Source extract ->
14. The method of claim 13, wherein determining that the at least
one criteria is satisfied is based on at least one of: one of the
generated predictions, or an additional prediction generated based
on processing, using the trained placement model, of: the target
placement input, an additional current image, and a null end
effector action.
15. The method of claim 13, further comprising: identifying a task
being performed by the robot; wherein generating the target
placement input is based on the task being performed by the
robot.
16. The method of claim 13, further comprising: classifying the
object based on one or more images of the object that are captured
by the vision component of the robot; wherein generating the target
placement input is based on the classifying.
17. A method of training a placement machine learning model, the
method implemented by one or more processors and comprising:
identifying, by one or more processors, a plurality of training
examples generated based on sensor output from one or more robots
during a plurality of placement attempts by the robots, each of the
placement attempts being performed over a plurality of instances of
time, each of the training examples including training example
input comprising: a corresponding image for a corresponding
instance of time of a corresponding placement attempt of the
placement attempts, the corresponding image capturing a robotic end
effector at the corresponding instance of time while the
corresponding end effector is securing a corresponding object, and
at least one corresponding placement location, a corresponding end
effector action defining motion of the end effector to move from a
corresponding instance of time pose of the end effector at the
corresponding instance of time to a corresponding final pose of the
end effector for the corresponding placement attempt, and a
corresponding target placement input that indicates at least one
characteristic of a corresponding target placement location for the
object; each of the training examples including training example
output comprising: a corresponding placement success label that
indicates whether the corresponding object was placed in the target
placement location as a result of the corresponding placement
attempt; training, by one or more of the processors, the placement
machine learning based on applying the training example input of
the training examples to the placement machine learning model and
updating parameters of the placement machine learning based on the
training example output of the training examples.
18. The method of claim 16, wherein the robots comprise simulated
robots simulated by one or more robot simulators, and wherein the
placement attempts comprises simulated placement attempts performed
using the one or more robot simulators.

Set of tasks ->
a – Transcribe the part of the patent claims that opens with the words containing "15. The method" and closes with "on the classifying.".
b – Answer these questions using the patent claims:
(i) In claim 15, what is generating the target placement input based on?
(ii) In claim 16, what captures the images used to classify the object?
(iii) In claim 18, what do the robots comprise?

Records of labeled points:

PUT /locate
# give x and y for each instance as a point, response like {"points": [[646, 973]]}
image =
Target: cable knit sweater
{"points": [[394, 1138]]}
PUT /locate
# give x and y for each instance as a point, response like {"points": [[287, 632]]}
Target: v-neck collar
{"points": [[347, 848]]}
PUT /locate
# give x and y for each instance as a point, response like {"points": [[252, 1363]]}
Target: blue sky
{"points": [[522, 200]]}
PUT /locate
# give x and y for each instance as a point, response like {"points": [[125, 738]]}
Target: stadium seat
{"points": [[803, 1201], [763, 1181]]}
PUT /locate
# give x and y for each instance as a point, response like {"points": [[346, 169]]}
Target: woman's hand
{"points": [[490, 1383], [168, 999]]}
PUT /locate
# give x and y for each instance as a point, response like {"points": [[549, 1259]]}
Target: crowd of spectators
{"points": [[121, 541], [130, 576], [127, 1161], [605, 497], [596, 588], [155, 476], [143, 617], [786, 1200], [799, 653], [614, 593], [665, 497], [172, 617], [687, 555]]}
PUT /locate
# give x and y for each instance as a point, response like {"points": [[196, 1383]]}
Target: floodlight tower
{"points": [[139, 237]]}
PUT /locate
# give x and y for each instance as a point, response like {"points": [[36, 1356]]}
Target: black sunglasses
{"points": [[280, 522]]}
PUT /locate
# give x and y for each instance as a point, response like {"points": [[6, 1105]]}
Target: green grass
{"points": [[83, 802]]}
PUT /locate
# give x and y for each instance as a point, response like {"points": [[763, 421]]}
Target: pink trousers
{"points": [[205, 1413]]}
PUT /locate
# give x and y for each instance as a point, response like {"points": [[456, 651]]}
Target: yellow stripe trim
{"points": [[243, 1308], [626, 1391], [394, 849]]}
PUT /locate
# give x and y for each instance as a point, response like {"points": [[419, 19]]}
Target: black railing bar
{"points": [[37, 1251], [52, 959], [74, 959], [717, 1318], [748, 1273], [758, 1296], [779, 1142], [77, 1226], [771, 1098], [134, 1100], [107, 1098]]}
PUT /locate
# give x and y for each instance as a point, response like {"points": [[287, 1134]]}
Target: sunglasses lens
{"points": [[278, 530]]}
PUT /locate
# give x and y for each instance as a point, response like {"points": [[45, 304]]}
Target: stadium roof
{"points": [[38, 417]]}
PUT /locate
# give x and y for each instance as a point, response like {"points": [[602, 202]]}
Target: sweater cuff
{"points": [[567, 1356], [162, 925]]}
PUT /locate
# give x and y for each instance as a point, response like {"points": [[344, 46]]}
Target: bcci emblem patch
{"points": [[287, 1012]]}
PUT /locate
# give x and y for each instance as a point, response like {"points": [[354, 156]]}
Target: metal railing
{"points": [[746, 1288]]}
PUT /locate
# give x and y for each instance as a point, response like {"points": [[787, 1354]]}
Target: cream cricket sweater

Correct answers ->
a –
15. The method of claim 13, further comprising: identifying a task
being performed by the robot; wherein generating the target
placement input is based on the task being performed by the
robot.
16. The method of claim 13, further comprising: classifying the
object based on one or more images of the object that are captured
by the vision component of the robot; wherein generating the target
placement input is based on the classifying.

b –
(i) The task being performed by the robot.
(ii) The vision component of the robot.
(iii) Simulated robots simulated by one or more robot simulators.